But I'll stop writing now and let you get to your day.

Thursday, January 20, 2011

The distant war

A young man who's a regular customer at our Starbucks recently accepted a job opportunity in Afghanistan. He was working construction at the Bill and Melinda Gates Foundation site across the street from us one day, and then came in to tell us goodbye, that he would be shipping off the next day for Afghanistan. The opportunity of a lifetime. I didn't envy his destination, but I agreed that it could be an incredibly eye-opening experience. We said goodbye and he said he'd be back in a few months.

He walked into Starbucks yesterday morning, and I did a double-take. "Back so soon?"

He explained that he was kicked out of the compound where he was stationed because he lost his security badge. It would have cost the company more money to provide him escorts for several days while they issued a replacement than it would cost for them to ship him home. So here he was, back to life as usual.

"It was so crazy over there," he said, "Unreal."

I think he was there for maybe two weeks. He said he couldn't sleep. He wore earplugs, but they couldn't block out the sound of fighter jets flying overhead, or the missiles, or the explosions in the distance.

"It's real over there, the war...." His eyes got big as he spoke. "I wasn't too disappointed to come home."

I shook my head. "I can only imagine."

But really, I can't imagine. What it's like to sleep like that every night, except not in a secured compound. In a village or a city or a town, under fire continually - as in, the war never ceases.
=====
- [About this exercise]: Using the excerpt about the distant war, list every sound that the young man's earplugs could not block out.

Referring expression data
=====
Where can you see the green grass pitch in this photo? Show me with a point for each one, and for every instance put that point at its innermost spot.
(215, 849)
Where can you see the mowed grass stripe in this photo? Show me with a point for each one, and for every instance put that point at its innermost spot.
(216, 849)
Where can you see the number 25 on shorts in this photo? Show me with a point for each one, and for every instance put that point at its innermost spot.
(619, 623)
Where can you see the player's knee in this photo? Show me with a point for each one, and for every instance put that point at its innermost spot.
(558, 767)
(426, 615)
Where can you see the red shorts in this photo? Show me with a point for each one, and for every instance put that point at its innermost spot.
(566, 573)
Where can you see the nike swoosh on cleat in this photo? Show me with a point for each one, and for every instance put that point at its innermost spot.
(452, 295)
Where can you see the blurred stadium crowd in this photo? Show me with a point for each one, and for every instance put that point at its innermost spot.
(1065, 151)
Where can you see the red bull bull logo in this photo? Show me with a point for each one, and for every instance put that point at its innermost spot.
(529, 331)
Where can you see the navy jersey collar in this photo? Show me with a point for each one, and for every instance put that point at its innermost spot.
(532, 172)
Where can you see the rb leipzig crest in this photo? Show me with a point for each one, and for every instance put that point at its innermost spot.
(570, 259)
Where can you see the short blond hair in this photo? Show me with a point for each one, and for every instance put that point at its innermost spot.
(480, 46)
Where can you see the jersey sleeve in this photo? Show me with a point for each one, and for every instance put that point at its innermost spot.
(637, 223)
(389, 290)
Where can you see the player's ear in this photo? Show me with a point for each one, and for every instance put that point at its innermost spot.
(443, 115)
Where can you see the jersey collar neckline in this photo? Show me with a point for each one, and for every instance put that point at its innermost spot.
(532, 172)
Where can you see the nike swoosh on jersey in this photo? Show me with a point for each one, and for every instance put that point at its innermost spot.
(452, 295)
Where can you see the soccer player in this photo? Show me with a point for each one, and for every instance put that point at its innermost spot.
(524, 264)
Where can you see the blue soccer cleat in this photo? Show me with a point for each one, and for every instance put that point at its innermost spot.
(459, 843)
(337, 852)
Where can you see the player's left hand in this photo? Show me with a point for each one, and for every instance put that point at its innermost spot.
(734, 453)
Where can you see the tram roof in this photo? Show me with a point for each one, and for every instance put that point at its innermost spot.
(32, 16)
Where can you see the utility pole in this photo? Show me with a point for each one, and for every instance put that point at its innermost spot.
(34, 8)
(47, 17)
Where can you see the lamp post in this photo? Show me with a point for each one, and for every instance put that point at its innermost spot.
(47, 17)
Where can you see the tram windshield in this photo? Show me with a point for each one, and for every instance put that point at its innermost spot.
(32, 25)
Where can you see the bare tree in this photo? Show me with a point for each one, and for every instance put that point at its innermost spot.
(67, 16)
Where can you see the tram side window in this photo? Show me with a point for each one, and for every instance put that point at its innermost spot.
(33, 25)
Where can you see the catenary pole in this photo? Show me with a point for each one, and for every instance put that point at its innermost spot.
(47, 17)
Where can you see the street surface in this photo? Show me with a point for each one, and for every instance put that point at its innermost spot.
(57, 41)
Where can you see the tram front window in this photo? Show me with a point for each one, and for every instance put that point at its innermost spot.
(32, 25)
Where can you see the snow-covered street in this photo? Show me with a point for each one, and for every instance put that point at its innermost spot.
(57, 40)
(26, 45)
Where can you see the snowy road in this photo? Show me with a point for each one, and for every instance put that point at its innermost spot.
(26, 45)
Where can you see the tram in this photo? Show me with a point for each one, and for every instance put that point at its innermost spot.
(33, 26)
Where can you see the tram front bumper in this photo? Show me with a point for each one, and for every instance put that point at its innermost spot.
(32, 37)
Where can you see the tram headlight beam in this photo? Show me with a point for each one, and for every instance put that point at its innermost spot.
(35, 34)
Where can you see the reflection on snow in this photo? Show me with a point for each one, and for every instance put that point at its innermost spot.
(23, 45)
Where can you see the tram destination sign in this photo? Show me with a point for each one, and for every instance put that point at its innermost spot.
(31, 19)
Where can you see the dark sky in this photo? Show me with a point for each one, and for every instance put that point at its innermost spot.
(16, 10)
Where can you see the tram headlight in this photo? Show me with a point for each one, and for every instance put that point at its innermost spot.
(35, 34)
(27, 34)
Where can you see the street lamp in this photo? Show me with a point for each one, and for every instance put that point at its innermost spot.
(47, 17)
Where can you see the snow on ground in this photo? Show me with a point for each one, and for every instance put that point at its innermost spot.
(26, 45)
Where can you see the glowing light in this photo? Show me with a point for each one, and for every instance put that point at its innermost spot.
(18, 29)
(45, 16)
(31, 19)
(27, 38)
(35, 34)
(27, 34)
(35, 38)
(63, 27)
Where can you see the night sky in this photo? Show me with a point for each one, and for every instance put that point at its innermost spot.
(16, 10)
=====
- [Exercise answer]:
- The sound of fighter jets flying overhead
- The missiles
- The explosions in the distance